----- Excerpt to read -----

Take courage
It takes some courage to issue your first Restricted Tier 1 transaction three months into a national lockdown when there hasn’t been one at all for two months before restrictions began.
But that is exactly what Legal & General Group did in June. And it was well rewarded for its efforts, managing to raise the maximum amount targeted considerably inside guidance despite there being no new issue concession – and still attracting an order book that was seven times covered.
There was some background to the story, as the sterling market had played host to a number of successful Tier 2 issues that hinted at an investor community receptive to capital issuance. But it still took a leap of faith for L&G to make its RT1 debut.
The company itself had been a part of the T2 supply, issuing a £500m 30-year non-call 10.5 that had performed well, having tightened from 4.50% to around 3.98%.
With that in mind, lead managers Bank of America, Barclays, Citigroup, HSBC, JP Morgan and NatWest Markets opened books for the perpetual non-call September 2031 deal at initial price thoughts of 6.25% area.
With demand topping £4bn, guidance was set at 5.75% (plus or minus 0.125%) for an expected £400m–£500m, and the deal came at the tight end in the larger size.

-----

■ **Set of tasks**
(a) In the Legal & General article, how would you render "But it still took a leap of faith for L&G to make its RT1 debut." in Spanish?
(b) Answer these from the Legal & General article:
(i) In which month did Legal & General Group issue its first Restricted Tier 1 transaction?
(ii) How many times covered was the order book?
(iii) At what level were initial price thoughts set for the perpetual deal?
(c) Could you proceed with the Legal & General article, picking up after its final sentence?

----- Data extracts -----

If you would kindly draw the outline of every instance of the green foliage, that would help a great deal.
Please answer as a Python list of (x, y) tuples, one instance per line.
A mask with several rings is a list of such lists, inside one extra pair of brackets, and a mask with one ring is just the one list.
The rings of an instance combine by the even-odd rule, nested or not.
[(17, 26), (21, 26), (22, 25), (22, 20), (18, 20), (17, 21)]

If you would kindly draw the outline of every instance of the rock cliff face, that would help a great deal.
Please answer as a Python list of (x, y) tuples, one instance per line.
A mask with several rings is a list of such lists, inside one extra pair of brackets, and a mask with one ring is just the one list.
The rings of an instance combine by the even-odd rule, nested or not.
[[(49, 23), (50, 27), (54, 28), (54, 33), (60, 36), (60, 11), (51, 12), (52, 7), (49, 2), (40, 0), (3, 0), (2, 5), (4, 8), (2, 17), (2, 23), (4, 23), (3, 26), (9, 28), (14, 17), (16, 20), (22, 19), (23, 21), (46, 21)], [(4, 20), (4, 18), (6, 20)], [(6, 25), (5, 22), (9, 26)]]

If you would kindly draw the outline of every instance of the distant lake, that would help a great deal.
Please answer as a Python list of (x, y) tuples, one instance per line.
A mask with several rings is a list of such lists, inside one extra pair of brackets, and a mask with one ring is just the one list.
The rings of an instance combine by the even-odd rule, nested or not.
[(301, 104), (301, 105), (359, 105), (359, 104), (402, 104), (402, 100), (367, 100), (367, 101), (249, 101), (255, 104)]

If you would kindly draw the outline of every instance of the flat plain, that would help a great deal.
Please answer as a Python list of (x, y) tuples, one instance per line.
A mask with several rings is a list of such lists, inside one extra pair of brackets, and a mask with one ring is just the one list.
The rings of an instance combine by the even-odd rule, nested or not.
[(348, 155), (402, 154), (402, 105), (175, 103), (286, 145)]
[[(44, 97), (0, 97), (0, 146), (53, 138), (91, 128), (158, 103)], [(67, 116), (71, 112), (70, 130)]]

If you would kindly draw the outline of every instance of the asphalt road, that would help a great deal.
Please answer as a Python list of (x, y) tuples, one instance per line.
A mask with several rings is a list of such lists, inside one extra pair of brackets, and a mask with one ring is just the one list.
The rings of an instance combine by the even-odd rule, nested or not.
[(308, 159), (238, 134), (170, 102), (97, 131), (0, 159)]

-----

■ **Task results**
(a) Pero aun así, a L&G le hizo falta un acto de fe para debutar en RT1.

(b)
(i) June
(ii) Seven times
(iii) 6.25% area

(c)
L&G said it was issuing RT1 to strengthen its capital position while the longer-term economic impact of Covid-19 remained uncertain, and to position itself strongly for the recovery phase of the crisis.
The company reported at the time that it expected its shareholder solvency ratio to be in mid-160% at the end of the first half of 2020 with a surplus over SCR of around £6bn, excluding the RT1 transaction. That was down from 184% and a surplus of £7.3bn at end-2019.
"This deal will add five or six points of SCR to their ratio, which has been impacted by rates and credit downgrades in the last three to four months," said a banker at one of the leads.
And with funding levels at attractive levels, L&G had the chance to lock in an attractive coupon.
"The cost of RT1 looks great here," the lead banker said. "This is very cheap capital, pandemic or no pandemic. If you're an all-in issuer like insurance companies are, rather than a spread-focused issuer, these are terrific levels."